§ EXTRACTED RECORDS:
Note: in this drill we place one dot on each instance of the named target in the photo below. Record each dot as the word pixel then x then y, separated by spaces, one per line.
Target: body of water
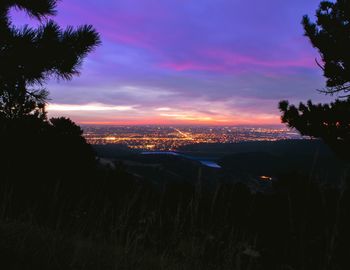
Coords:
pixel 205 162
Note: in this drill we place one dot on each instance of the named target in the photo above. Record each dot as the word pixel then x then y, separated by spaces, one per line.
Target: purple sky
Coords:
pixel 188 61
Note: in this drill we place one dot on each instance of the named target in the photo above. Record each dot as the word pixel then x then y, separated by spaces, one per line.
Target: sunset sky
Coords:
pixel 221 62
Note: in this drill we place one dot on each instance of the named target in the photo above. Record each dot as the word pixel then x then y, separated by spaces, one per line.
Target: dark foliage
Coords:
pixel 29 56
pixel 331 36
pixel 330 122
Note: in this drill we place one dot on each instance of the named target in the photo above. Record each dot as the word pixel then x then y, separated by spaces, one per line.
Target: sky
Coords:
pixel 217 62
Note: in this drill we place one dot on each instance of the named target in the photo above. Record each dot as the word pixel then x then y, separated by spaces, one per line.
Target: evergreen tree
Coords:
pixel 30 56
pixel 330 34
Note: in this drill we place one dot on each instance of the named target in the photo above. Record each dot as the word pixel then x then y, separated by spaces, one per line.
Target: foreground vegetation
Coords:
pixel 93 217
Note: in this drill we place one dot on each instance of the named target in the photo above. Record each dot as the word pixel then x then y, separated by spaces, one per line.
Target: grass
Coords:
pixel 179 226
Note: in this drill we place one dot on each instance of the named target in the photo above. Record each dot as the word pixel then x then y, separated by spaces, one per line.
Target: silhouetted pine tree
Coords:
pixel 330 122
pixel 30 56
--
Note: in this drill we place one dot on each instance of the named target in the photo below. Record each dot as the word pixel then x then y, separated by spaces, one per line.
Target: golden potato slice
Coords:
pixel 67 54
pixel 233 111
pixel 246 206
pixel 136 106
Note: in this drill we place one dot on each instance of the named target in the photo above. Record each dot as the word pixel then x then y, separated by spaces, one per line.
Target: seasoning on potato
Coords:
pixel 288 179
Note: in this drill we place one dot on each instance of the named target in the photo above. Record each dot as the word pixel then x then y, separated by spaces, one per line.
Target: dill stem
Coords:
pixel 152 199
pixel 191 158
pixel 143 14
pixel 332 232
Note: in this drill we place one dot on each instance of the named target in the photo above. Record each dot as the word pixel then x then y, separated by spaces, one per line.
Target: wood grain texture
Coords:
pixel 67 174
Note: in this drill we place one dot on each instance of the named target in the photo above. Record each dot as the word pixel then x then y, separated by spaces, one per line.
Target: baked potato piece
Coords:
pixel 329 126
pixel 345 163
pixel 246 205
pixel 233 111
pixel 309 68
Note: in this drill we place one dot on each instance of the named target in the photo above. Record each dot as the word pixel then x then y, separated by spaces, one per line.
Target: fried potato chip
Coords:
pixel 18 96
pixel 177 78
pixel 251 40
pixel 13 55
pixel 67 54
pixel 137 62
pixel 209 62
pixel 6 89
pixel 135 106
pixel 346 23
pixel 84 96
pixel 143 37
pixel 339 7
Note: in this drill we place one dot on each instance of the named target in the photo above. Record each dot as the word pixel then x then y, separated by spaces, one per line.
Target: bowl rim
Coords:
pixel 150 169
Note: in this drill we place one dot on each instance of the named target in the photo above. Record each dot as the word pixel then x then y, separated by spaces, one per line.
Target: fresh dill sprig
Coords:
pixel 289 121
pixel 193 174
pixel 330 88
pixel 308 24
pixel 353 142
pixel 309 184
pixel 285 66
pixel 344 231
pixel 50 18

§ WHAT YOU NEED TO DO:
Pick out every line in the records above that contains the word "dill", and copy each one in full.

§ OUTPUT FOR THIS EXERCISE:
Target: dill stem
Target: fresh dill sprig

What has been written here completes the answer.